*** Page ***

Thursday, May 22, 2014

Re: Library/framework to manage uniformly *all* programming languages

Hi, thanks for your feedback on your own issue.

> Correct, I'm lazy and I wanted to know if someone had this idea before me.

Laziness is not a good starting point for something like this you know,
because it mostly means you're asking people to do things you could very
well do yourself for yourself. There is a fine line between asking for
help because it is the most effective way forward, and asking for help
because you can't be bothered to help yourself....

> :)

I'm basically insulting you and you're smiling in response? :P haha.

> Yes, I thought to "mainstream" programming languages.

Right.

> In fact I thought to code reduction.
> For example, to highlight all the identifiers we have to handle the
> identifiers. Refactorings like inlining or extracting require handling the
> identifiers too, and so on.

Okay I don't know exactly what you mean, maybe something like what
Facebook does to its Javascript code? They replace all occurrences of all
identifiers with the smallest possible replacements that are possible as a
matter of short strings being used. So if you examine their code, you will
not find anything other than "a" or "vx" variables and function names. You
can bet that's not how they wrote it, but they minimize the data
transmission in terms of JS code and CSS descriptors, all the while using
such elaborate automation schemes that the code that is left is still huge
beyond comparison. So all of their visible code is generated and packed
and extremely hard to debug by a user. You can't really see what it's
doing so you either have to use some real good debugging tools, or just
watch the network connections (GET queries) it tries to make as a result
of that code execution, if you want to analyse the page.

> To have one mapping, one definition of refactorings, etc.
> For example, all the OOP refactorings work in OOP languages, why shall we
> reimplement them in each PL?
> My goal is to reduce the learning time, for example, if I learn a new OOP
> PL, I don't want to learn new bindings, I just want to learn how to code
> with it and I know that OOP Principles don't change.

You are talking about VIM bindings for the plugins you use, right? So this
is only a personal goal right? So you are intending to spend an awful lot
of time developing a framework for yourself so that you can save time on
learning some new editor bindings every time you learn a new OOP
language?.....

*** Dataset content ***

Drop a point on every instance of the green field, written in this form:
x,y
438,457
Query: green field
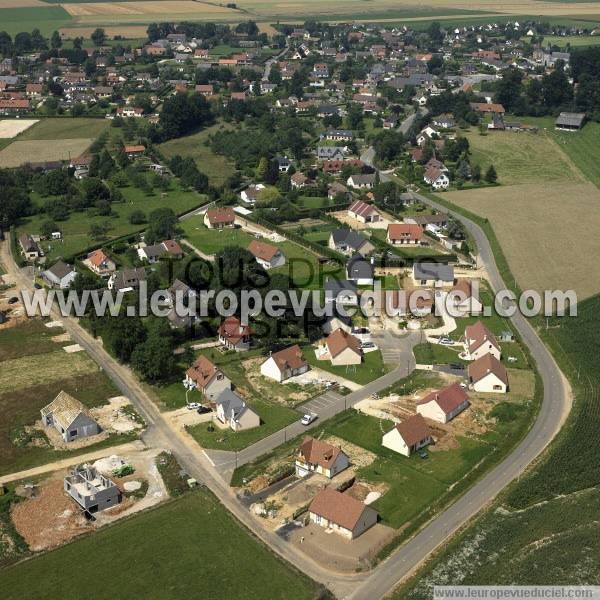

***
*** Dataset content ***

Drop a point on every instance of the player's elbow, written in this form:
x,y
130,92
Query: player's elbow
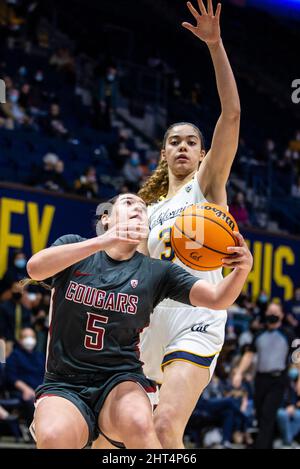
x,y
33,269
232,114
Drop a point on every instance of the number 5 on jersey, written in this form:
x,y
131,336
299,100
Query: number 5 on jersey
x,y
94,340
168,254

***
*** Dataset content ***

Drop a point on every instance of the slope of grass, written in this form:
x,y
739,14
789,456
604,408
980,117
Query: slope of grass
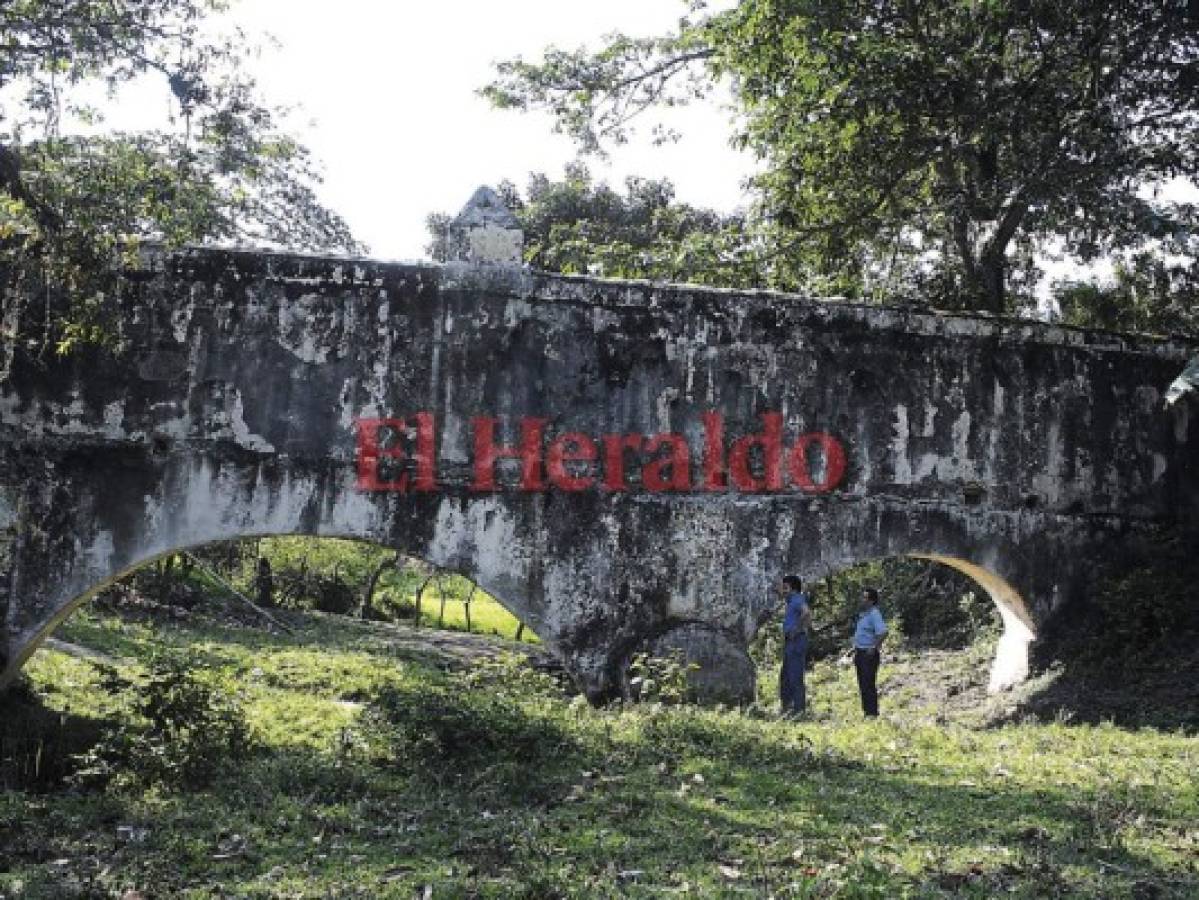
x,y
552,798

***

Could you extend the email reply about a framework for handling all programming languages, starting right after its final question about learning new editor bindings for each new OOP language?

How often exactly do you intend to do that? I know I'm being inquisitive,
but I just want to help you become clear on what it is you want to do, and
not end up asking other people for help on something that would only be
valuable to you if someone else took the pain of actually doing it for
you..........

I mean it is perfectly fine to ask for help, but not on something that you
just want to be done FOR you so you can be a lazy ass mofo ;-).

And I'm being this inquisitive because if someone else goes and helps you
while not understanding what you exactly want to do, it will not end
up helping you anyway.

So get a grip on yourself! People don't learn a new programming language
every few weeks. /Not even you/ :D. The number of mainstream languages is
extremely limited and the number of native OOP languages even more so.
Like, there is OOP in PHP but it's not exactly the mother of OOP
languages. What I've seen of Python thus far doesn't seem like hugely OOP
either. Then there's Ruby, which is also an interpreted scripting language
as far as I know. Then you have the nearly deceased Java and what is left
is C++/C#/Objective C and all that stuff.

OOP in PHP is particularly strange. PHP has these weird concepts of error
handling that I fail to grasp in their essence. I'm only familiar with
Wordpress but it serves a case. Most if not the vast majority of exposed
functions in Wordpress (all of it is exposed if it's not in an object) are
just plain functions that are suitably named to avoid namespace
collisions. All the error handling that exists seeems to be catered
towards debugging your code instead of handling proper fail protection.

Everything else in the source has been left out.